The last 18 years feel like a winding, evolving, beautiful love story.
Photo Credit: Anas Qtiesh
Since discovering my highly sensitive nature last year, I’ve peeled back more numbing layers and dove even deeper into body awareness. Through a series of many lifestyle shifts and inner work, I’m growing more grounded, tuned in, and holistically healthy.
Next week I’ll be 30 years old, and looking back on all the victories in my inner love story feels like one sweet way to celebrate.
At 12 years old, I went to the gym with my mom for the first time, and that experience felt like the first step in sorting through all these stories we have about our bodies.
I’ve spent many years optimizing my wellness with diet, exercise, and all sorts of psychology and productivity advice. In the last three years, I created even more space for inner connection with things like Jungian psychology, creative recovery work, and somatic processing.

=====

▶ [Direction A]
Reproduce the essay on body awareness in full, word for word.
▶ [Direction B]
Report every line of the listing that contains the string "grass", quoting each such line in full. Matching is case-sensitive.
The essay and the listing were drawn from unrelated sources.

=====

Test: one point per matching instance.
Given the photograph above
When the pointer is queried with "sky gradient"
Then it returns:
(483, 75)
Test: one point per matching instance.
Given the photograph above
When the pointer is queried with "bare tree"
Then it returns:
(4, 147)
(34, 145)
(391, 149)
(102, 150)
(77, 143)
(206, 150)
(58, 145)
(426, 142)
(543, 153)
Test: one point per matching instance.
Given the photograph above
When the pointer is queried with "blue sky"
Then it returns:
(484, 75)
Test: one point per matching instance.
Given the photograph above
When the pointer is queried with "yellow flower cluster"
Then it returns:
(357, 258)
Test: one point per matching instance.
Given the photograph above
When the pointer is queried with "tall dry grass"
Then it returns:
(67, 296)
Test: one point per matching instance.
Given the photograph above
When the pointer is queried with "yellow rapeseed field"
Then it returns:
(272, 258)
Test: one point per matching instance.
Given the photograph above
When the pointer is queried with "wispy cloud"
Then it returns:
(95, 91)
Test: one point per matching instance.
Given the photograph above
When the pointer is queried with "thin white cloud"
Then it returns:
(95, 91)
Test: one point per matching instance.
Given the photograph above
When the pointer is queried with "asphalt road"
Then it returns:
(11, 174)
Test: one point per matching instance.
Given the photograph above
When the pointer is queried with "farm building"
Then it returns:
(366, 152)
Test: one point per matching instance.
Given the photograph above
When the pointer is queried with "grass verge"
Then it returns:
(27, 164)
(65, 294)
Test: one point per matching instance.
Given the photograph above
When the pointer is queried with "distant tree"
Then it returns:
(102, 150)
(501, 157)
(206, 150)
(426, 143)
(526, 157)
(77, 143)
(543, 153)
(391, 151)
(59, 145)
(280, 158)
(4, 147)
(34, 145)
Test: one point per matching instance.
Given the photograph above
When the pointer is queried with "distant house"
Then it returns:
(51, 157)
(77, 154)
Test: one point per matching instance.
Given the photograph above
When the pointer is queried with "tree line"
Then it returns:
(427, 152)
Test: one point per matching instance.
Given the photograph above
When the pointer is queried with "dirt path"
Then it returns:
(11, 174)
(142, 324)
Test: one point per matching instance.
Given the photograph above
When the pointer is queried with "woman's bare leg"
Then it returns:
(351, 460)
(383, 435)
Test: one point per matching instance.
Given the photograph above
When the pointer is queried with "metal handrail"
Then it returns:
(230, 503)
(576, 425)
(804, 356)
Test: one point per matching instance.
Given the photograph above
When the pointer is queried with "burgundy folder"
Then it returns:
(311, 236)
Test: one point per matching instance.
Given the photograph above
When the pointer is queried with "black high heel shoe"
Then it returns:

=====

▶ [Right answer A]
The last 18 years feel like a winding, evolving, beautiful love story.
Photo Credit: Anas Qtiesh
Since discovering my highly sensitive nature last year, I’ve peeled back more numbing layers and dove even deeper into body awareness. Through a series of many lifestyle shifts and inner work, I’m growing more grounded, tuned in, and holistically healthy.
Next week I’ll be 30 years old, and looking back on all the victories in my inner love story feels like one sweet way to celebrate.
At 12 years old, I went to the gym with my mom for the first time, and that experience felt like the first step in sorting through all these stories we have about our bodies.
I’ve spent many years optimizing my wellness with diet, exercise, and all sorts of psychology and productivity advice. In the last three years, I created even more space for inner connection with things like Jungian psychology, creative recovery work, and somatic processing.

▶ [Right answer B]
When the pointer is queried with "tall dry grass"
When the pointer is queried with "grass verge"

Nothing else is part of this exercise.